== Page

Istio mTLS scraping fails with "connection reset"

Travis Illig

unread,

Jul 6, 2021, 2:02:56 PM7/6/21

to Prometheus Users

I'm deploying Prometheus using the Helm chart and I have it configured to scrape Istio mTLS-secured pods using the TLS settings specified by the Istio team to do so. Basically what this amounts to is:

Add the Istio sidecar to the Prometheus instance but disable all traffic proxying - you just want to get the certificates from it.
Mount the certificates into the Prometheus container.
Set up your scrape configuration to use the certificates when scraping Istio-enabled pods.

The YAML for the scrape configuration looks like this:

- job_name: "kubernetes-pods-istio-secure"

scheme: https

tls_config:

ca_file: /etc/istio-certs/root-cert.pem

cert_file: /etc/istio-certs/cert-chain.pem

key_file: /etc/istio-certs/key.pem

insecure_skip_verify: true

This totally works using Prometheus v2.20.1 packaged as `prom/prometheus` from Docker Hub.

This fails on Prometheus v2.28.0 packaged as `quay.io/prometheus/prometheus`. Instead of getting a successful scrape, I get "connection reset by peer." I've validated the files are there and properly mounted; they have the expected contents; and there are no Prometheus log messages to indicate anything is amiss.

====
== Listed entries

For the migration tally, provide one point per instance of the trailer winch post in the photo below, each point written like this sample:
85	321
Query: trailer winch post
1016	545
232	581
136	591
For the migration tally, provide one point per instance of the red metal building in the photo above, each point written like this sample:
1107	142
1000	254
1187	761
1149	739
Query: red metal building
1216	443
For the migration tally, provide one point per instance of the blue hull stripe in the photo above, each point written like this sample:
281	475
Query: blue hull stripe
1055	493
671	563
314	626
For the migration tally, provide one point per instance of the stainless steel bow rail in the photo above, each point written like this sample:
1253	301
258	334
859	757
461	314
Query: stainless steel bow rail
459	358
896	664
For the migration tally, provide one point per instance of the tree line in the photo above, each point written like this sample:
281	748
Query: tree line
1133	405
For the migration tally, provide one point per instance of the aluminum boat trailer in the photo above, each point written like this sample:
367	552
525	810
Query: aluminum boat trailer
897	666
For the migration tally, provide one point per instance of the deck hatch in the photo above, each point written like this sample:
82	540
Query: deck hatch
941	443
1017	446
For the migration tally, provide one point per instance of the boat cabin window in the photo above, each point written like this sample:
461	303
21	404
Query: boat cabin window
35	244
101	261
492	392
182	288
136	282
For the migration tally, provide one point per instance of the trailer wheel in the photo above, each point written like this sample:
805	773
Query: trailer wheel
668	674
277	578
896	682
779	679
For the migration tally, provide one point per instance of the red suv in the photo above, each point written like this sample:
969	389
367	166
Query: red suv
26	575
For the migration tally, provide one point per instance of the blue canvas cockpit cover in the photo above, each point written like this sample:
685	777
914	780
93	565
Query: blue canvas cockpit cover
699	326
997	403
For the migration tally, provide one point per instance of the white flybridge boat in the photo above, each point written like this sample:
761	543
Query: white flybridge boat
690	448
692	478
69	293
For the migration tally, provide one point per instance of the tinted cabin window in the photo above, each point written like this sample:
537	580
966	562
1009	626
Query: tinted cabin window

====

## Short task 1
Translate this sentence from the forum post into Spanish: "I've validated the files are there and properly mounted; they have the expected contents; and there are no Prometheus log messages to indicate anything is amiss."
## Short task 2
Summarize the forum post in two sentences.
## Short task 3
Pick up the forum post about Istio mTLS scraping and keep writing it from the point where it stops.

## Result 1
He verificado que los archivos están ahí y montados correctamente; tienen el contenido esperado; y no hay mensajes en el registro de Prometheus que indiquen que algo va mal.

## Result 2
The writer deploys Prometheus with the Helm chart and scrapes Istio mTLS-secured pods by adding an Istio sidecar with traffic proxying disabled, mounting its certificates into the Prometheus container, and using them in the scrape configuration. This works on Prometheus v2.20.1 from Docker Hub, but on v2.28.0 from quay.io the scrapes fail with "connection reset by peer," even though the files are properly mounted, have the expected contents, and no log messages show a problem.

## Result 3
I've been rolling back slowly to see where it starts working again. I've tried v2.26.0 and it still fails. I thought I'd drop a note in here to see if anyone knows what's up.

Travis Illig

unread,

Jul 6, 2021, 3:01:08 PM7/6/21

to Prometheus Users

I've verified:

v2.20.1 is the last version where the mTLS scraping works.
It doesn't matter which Docker registry you pull from (Docker Hub or quay.io - I've sometimes seen different "versions" of containers based on registry).

Looking at the release notes for v2.21.0 it appears there's a new version of Go used for compilation which includes some changes on how certificates are handled. Unclear if this is what I'm hitting, but it seems worth looking into.

Travis Illig

unread,

Jul 6, 2021, 4:24:13 PM7/6/21

to Prometheus Users

It's not the certificate handling. I tried setting GODEBUG as indicated in the docs and that didn't fix anything. I'm starting to wonder if it's an HTTP/2 issue or something similar but I'm not sure how to determine if that's the problem.

The error message in Prometheus debug logs isn't super helpful, it just seems to indicate a protocol problem.

level=debug ts=2021-07-06T20:00:50.996Z caller=scrape.go:1091 component="scrape manager" scrape_pool=kubernetes-pods-istio-secure target=https://10.244.3.10:9102/metrics msg="Scrape failed" err="Get \"https://10.244.3.10:9102/metrics\": read tcp 10.244.4.85:51794->10.244.3.10:9102: read: connection reset by peer"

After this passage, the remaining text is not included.